§ **Assigned task**
After locating the line with "Target: white shower wall" in the data that follows, return it and every later line exactly, up to and including the line with "[point] light switch".

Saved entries

══════

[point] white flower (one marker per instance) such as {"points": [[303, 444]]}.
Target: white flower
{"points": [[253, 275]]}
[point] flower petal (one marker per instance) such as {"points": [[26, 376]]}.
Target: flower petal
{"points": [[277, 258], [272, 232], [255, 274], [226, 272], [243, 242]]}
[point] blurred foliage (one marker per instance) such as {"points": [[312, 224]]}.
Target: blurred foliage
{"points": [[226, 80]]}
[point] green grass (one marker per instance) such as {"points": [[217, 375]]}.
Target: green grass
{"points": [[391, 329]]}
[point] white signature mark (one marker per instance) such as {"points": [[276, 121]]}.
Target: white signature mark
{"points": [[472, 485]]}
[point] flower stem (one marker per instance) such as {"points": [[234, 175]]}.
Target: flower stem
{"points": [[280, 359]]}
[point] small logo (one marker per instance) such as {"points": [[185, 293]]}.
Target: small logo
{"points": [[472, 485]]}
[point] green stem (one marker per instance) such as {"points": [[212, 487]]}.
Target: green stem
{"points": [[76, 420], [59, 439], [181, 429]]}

══════

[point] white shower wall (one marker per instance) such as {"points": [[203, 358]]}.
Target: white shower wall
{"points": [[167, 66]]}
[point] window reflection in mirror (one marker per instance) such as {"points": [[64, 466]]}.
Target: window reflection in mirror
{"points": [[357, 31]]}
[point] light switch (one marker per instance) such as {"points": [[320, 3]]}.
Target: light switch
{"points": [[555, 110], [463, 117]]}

══════

§ **Response to the exercise**
Target: white shower wall
{"points": [[167, 66]]}
[point] window reflection in mirror (one marker per instance) such as {"points": [[64, 466]]}.
Target: window reflection in mirror
{"points": [[357, 31]]}
[point] light switch (one marker per instance) such as {"points": [[320, 3]]}.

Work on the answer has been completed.